◆ EXERCISE ◆
Extract every line of the material below and reproduce it faithfully.

Stored records:
^^^^

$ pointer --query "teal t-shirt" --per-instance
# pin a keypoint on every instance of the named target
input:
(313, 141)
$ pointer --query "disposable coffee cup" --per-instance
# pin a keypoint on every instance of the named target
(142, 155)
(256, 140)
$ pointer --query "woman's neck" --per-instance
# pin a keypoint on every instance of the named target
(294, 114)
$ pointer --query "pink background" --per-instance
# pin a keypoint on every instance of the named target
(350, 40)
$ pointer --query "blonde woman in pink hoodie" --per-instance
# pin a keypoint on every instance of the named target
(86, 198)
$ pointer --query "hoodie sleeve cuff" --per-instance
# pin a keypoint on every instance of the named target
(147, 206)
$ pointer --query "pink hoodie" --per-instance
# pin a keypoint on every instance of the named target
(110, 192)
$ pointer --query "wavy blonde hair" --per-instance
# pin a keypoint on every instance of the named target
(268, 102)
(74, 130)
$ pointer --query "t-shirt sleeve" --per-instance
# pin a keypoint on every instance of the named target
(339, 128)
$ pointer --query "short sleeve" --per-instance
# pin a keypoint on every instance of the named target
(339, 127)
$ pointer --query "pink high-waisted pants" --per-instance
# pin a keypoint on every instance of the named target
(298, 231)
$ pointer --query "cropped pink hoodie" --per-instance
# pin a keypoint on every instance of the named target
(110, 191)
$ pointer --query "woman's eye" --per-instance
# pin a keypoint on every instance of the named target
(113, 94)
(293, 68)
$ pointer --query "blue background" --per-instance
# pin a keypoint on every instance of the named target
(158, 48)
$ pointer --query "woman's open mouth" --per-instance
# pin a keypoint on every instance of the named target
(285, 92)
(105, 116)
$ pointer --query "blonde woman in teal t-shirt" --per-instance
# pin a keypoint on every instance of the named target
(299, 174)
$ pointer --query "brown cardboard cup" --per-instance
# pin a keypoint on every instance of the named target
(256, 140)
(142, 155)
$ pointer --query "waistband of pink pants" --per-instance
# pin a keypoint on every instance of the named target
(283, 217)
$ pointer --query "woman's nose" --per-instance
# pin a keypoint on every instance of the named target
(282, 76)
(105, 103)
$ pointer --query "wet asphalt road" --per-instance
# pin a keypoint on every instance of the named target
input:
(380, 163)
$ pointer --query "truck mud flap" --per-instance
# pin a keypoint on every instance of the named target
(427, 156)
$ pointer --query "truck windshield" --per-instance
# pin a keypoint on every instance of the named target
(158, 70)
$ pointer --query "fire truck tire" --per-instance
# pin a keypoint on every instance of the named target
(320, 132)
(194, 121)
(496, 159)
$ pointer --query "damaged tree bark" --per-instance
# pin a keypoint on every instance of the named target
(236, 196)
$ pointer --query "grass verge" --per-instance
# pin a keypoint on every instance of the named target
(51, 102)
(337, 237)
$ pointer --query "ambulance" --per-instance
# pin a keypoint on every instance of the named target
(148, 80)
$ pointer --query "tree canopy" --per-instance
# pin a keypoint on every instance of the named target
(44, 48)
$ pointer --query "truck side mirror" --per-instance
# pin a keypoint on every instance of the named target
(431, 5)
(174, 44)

^^^^

◆ REPLY TO THE EXERCISE ◆
$ pointer --query "teal t-shirt" --per-instance
# pin a keypoint on every instance of the named target
input:
(313, 141)
$ pointer --query "disposable coffee cup" --per-instance
# pin a keypoint on every instance of the named target
(142, 155)
(256, 140)
$ pointer --query "woman's neck" --per-instance
# pin a keypoint on every instance of the named target
(294, 114)
$ pointer --query "pink background" --per-instance
# pin a keypoint on every instance of the named target
(350, 40)
$ pointer --query "blonde woman in pink hoodie" --per-instance
# pin a keypoint on every instance of the named target
(86, 198)
$ pointer --query "hoodie sleeve cuff" --per-instance
# pin a keypoint on every instance of the named target
(147, 206)
$ pointer --query "pink hoodie" --per-instance
# pin a keypoint on every instance of the named target
(110, 192)
$ pointer --query "wavy blonde hair" --per-instance
# pin a keypoint on every instance of the named target
(268, 102)
(74, 130)
$ pointer --query "t-shirt sleeve" --per-instance
# pin a keypoint on every instance of the named target
(339, 128)
$ pointer --query "short sleeve" --per-instance
# pin a keypoint on every instance of the named target
(339, 127)
$ pointer --query "pink high-waisted pants" --per-instance
# pin a keypoint on every instance of the named target
(298, 231)
$ pointer --query "cropped pink hoodie" --per-instance
# pin a keypoint on every instance of the named target
(110, 191)
$ pointer --query "woman's eye" --per-instance
# pin a keypoint on every instance of the named target
(113, 94)
(293, 68)
$ pointer --query "blue background" --per-instance
# pin a keypoint on every instance of the named target
(158, 48)
$ pointer --query "woman's open mouth" --per-instance
# pin a keypoint on every instance of the named target
(285, 92)
(105, 116)
$ pointer --query "blonde woman in teal t-shirt" --per-instance
# pin a keypoint on every instance of the named target
(299, 174)
$ pointer --query "brown cardboard cup" --per-instance
# pin a keypoint on every instance of the named target
(256, 140)
(142, 155)
$ pointer --query "waistband of pink pants" --per-instance
# pin a keypoint on every instance of the named target
(283, 217)
$ pointer --query "woman's nose" --per-instance
# pin a keypoint on every instance of the named target
(282, 76)
(105, 103)
$ pointer --query "wet asphalt road" --per-instance
# pin a keypoint on every instance of the named target
input:
(380, 163)
$ pointer --query "truck mud flap" --per-instance
# pin a keypoint on every instance of the named target
(427, 156)
$ pointer --query "truck windshield" --per-instance
# pin a keypoint on every instance of the named target
(158, 70)
$ pointer --query "fire truck tire" --per-instance
# pin a keypoint on every instance of the named target
(320, 132)
(194, 121)
(496, 159)
$ pointer --query "damaged tree bark" --per-instance
# pin a keypoint on every instance of the named target
(236, 196)
$ pointer --query "grass verge" --per-instance
# pin a keypoint on every instance of the named target
(51, 102)
(337, 237)
$ pointer --query "ambulance" --per-instance
# pin a keypoint on every instance of the named target
(148, 80)
$ pointer --query "tree canopy" --per-instance
# pin a keypoint on every instance of the named target
(44, 48)
$ pointer --query "truck side mirror" --per-instance
# pin a keypoint on every instance of the named target
(431, 5)
(174, 44)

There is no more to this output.